§ EXCERPTED RECORDS
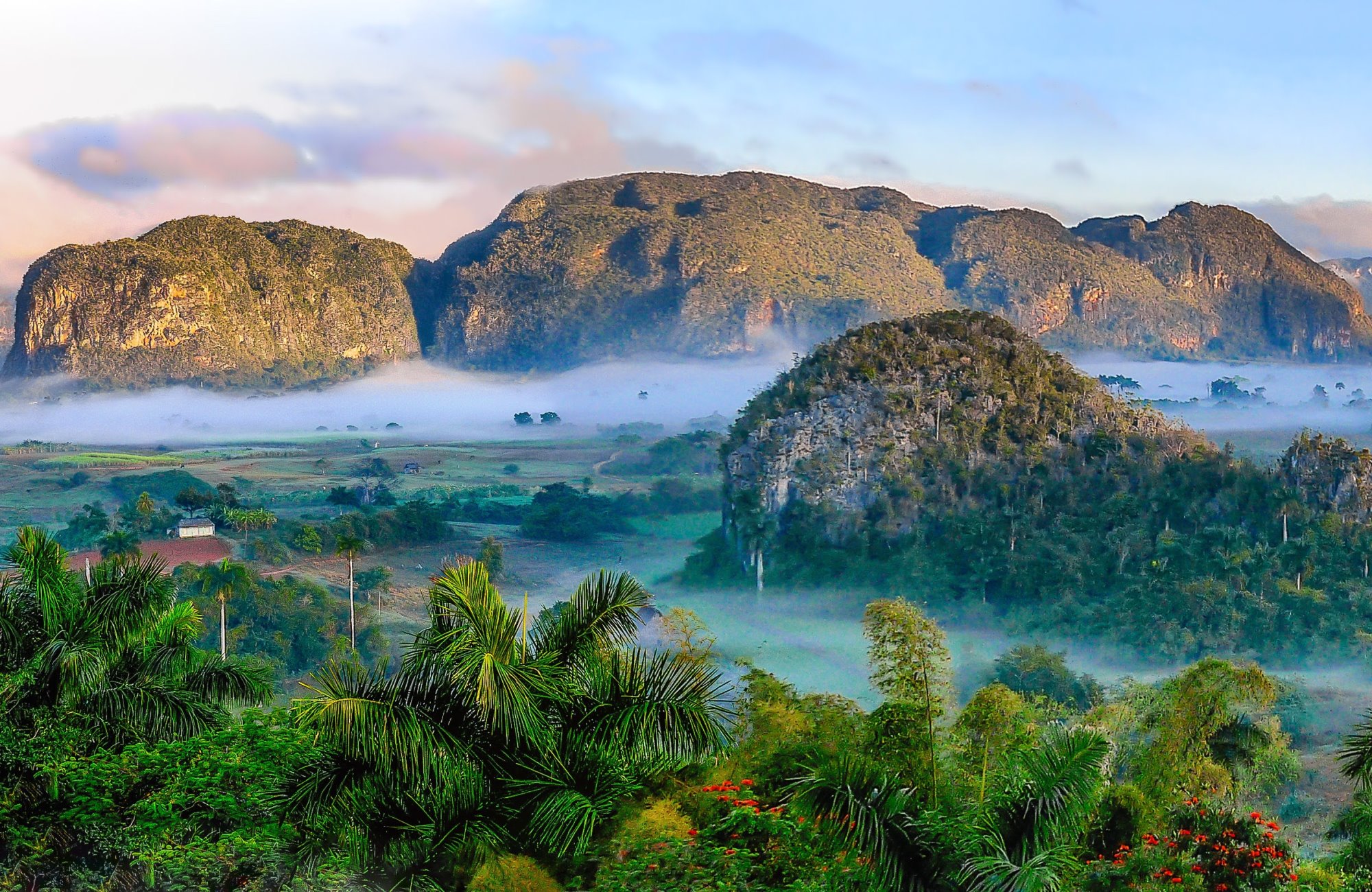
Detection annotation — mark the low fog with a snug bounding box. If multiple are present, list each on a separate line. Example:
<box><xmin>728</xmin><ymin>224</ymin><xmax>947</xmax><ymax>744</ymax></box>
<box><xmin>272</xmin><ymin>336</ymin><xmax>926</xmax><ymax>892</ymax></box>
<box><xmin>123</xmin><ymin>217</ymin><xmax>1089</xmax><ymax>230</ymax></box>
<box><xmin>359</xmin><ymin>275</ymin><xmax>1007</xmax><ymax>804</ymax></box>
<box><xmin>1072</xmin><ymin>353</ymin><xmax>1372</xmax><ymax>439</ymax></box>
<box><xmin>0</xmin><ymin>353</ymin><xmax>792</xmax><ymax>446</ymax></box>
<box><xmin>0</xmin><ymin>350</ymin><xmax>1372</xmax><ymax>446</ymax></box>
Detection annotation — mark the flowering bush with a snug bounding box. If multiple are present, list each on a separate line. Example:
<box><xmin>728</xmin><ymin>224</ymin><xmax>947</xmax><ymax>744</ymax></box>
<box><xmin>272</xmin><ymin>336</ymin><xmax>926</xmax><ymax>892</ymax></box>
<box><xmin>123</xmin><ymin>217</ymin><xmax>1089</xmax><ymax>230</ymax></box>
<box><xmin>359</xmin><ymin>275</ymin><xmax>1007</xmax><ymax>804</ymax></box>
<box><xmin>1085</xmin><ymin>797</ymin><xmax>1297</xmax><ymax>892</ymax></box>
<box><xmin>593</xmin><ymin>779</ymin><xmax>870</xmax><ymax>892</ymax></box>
...
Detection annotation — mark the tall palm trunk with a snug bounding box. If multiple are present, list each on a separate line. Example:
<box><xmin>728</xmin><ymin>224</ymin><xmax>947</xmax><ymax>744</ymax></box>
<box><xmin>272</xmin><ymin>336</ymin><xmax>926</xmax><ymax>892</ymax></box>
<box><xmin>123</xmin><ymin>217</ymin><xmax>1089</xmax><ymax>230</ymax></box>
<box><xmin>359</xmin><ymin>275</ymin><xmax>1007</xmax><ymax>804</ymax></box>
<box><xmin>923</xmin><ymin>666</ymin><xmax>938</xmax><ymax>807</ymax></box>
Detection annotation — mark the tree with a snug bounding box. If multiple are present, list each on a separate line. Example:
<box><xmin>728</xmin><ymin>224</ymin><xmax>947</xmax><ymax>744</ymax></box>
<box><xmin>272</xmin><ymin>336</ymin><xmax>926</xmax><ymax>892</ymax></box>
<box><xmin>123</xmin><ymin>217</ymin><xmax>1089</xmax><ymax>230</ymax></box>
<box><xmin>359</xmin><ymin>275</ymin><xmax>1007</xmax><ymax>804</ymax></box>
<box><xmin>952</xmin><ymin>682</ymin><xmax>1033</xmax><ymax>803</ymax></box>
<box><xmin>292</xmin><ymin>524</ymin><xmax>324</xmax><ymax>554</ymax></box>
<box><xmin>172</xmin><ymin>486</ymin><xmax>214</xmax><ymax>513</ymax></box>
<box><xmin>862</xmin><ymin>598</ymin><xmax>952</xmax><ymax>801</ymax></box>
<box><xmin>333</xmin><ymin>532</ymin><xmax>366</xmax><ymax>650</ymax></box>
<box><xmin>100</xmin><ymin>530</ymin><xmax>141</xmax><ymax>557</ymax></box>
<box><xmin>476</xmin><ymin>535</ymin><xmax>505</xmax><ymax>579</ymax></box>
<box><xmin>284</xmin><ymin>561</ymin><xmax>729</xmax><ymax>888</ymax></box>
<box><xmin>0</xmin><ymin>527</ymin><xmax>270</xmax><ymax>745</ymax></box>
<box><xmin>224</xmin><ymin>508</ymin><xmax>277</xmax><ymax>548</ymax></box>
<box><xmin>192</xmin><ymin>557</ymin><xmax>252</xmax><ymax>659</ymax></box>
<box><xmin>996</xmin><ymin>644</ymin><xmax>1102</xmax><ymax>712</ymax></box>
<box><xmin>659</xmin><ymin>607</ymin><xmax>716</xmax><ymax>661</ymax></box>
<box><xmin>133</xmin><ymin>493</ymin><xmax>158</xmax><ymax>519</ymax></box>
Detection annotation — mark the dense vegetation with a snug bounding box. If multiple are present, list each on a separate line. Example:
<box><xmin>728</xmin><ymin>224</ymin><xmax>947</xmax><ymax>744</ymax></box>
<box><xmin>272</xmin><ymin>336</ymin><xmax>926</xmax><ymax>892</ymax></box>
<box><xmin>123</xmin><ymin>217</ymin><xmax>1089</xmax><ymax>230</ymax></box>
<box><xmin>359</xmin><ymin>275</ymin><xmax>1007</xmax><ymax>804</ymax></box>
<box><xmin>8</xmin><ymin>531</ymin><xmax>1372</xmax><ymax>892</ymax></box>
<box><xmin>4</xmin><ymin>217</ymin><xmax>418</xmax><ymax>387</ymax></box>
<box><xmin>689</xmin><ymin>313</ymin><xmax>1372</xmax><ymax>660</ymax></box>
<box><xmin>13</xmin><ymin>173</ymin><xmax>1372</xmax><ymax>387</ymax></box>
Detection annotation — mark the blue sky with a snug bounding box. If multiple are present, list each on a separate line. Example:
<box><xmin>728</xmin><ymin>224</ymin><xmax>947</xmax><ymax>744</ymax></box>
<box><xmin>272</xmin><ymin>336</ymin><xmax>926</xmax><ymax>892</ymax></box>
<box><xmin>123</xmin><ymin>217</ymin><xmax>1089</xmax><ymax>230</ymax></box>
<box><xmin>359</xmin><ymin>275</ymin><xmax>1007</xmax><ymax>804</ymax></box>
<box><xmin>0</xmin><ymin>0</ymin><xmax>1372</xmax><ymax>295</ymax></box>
...
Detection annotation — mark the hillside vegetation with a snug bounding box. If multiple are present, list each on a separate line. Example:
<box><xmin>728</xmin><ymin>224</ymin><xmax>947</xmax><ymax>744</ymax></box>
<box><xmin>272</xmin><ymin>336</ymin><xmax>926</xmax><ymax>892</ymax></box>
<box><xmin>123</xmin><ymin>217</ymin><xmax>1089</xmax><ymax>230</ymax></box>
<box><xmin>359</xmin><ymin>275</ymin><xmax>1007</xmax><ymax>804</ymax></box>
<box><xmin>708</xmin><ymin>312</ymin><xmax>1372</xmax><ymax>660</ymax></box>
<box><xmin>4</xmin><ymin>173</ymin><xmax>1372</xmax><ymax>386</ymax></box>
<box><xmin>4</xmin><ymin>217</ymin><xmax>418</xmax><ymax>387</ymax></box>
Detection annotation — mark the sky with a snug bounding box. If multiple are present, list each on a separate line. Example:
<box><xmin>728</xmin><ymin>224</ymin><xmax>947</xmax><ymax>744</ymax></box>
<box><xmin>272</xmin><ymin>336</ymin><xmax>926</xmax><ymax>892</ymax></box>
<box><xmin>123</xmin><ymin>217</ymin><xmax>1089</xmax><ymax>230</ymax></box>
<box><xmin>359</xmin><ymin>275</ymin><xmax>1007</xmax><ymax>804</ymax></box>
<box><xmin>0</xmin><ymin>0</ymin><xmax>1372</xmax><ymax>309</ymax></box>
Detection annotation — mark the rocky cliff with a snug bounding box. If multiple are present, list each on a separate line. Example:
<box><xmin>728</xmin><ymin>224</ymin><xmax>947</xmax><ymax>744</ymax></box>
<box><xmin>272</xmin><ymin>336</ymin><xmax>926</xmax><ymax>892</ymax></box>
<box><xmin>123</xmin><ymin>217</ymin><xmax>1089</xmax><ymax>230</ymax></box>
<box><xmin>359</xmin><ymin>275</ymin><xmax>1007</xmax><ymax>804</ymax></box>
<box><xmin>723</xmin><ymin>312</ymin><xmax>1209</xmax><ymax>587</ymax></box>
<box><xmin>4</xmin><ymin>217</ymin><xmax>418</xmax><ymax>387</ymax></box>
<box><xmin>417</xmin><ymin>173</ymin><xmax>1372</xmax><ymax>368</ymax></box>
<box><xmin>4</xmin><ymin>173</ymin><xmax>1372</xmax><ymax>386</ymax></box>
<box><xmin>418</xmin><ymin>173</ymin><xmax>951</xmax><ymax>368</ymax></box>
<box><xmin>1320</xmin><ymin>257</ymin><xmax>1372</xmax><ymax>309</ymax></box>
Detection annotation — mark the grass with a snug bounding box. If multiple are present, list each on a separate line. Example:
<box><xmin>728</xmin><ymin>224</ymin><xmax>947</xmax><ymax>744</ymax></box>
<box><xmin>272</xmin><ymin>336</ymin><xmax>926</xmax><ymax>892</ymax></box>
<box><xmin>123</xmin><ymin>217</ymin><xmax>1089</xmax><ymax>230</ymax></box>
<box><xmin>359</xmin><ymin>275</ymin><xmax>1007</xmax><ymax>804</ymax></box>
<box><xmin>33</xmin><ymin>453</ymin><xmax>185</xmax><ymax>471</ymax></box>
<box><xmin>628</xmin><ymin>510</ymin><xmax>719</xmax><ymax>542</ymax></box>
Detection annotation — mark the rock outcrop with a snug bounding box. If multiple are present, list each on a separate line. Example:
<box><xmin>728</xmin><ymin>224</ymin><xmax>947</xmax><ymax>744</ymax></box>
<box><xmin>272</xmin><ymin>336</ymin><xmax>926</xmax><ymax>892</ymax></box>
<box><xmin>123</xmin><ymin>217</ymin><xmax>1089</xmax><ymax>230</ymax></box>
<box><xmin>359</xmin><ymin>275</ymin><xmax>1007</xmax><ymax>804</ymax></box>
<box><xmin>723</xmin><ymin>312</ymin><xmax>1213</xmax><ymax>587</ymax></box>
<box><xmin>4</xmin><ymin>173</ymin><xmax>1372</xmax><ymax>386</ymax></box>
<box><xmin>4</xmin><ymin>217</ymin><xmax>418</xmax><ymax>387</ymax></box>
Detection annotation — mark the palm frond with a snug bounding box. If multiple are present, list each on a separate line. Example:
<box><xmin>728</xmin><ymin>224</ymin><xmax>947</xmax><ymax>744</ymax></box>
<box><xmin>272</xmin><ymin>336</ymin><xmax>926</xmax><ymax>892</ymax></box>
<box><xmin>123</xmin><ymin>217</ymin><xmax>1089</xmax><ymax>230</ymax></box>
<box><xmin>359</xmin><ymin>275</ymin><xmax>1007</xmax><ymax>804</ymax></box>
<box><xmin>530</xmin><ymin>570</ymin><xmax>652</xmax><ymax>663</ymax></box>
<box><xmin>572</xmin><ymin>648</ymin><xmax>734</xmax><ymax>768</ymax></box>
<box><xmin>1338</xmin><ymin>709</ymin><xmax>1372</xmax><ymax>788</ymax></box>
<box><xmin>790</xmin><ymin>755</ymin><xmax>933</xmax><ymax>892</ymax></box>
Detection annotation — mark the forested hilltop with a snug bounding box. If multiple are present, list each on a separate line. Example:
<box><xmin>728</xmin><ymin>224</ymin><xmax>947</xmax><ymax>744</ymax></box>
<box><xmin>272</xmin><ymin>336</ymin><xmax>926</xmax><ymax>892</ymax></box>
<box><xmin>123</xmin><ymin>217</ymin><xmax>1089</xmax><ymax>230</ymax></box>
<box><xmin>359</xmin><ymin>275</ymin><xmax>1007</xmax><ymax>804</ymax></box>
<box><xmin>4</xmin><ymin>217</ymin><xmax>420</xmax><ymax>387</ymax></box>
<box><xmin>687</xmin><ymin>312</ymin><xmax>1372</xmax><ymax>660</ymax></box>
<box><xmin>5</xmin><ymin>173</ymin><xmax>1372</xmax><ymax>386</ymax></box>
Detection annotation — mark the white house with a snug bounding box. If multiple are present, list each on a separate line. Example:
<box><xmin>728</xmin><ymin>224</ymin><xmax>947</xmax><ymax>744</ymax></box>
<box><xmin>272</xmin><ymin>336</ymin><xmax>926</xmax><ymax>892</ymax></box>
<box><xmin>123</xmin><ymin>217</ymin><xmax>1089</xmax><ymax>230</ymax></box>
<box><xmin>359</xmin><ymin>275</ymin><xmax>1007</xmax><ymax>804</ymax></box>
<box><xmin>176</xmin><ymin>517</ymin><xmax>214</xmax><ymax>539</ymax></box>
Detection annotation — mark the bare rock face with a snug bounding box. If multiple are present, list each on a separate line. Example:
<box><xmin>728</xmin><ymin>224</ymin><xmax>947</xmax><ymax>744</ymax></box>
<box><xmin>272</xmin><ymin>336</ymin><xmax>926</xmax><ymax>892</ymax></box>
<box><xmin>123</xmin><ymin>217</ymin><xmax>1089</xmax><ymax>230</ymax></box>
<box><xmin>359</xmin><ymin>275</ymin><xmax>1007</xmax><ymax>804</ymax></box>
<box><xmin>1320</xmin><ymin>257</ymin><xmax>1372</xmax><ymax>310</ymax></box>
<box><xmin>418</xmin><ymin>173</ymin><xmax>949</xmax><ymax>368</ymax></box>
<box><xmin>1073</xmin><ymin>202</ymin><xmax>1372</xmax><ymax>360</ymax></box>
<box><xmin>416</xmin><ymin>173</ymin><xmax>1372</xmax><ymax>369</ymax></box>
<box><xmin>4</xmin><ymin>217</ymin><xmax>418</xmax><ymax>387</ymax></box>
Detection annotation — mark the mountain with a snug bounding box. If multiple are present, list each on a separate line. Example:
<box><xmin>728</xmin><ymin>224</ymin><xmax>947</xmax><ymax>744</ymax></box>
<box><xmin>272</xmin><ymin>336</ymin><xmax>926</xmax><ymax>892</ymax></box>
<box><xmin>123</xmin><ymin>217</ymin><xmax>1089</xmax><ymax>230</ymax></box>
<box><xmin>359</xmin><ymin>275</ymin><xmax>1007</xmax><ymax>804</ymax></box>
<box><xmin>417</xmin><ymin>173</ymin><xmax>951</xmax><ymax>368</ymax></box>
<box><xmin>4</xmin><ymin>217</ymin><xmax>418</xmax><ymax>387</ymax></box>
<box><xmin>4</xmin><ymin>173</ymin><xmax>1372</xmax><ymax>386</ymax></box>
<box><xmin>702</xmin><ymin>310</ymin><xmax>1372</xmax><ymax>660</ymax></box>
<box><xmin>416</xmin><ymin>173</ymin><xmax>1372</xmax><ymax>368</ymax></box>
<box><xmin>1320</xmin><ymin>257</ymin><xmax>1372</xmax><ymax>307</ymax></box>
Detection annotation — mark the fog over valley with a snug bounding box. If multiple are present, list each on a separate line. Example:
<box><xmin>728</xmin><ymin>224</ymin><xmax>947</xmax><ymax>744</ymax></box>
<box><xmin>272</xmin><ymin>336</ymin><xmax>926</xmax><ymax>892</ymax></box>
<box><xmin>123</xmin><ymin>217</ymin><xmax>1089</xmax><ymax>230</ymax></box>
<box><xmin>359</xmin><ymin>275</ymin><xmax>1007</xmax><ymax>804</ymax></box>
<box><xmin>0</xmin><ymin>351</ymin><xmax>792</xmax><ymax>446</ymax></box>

§ CHALLENGE
List every line in the rows above that contains the word "vegetation".

§ PROBLEM SOLUTION
Detection annotation — mark the dense vegetation with a snug bounding box. If multiple are present, list each on a separate line. Example:
Detection annotation — mark the hillside vegetation with a snug bounding box. If multiple are present, list each on a separate line. Example:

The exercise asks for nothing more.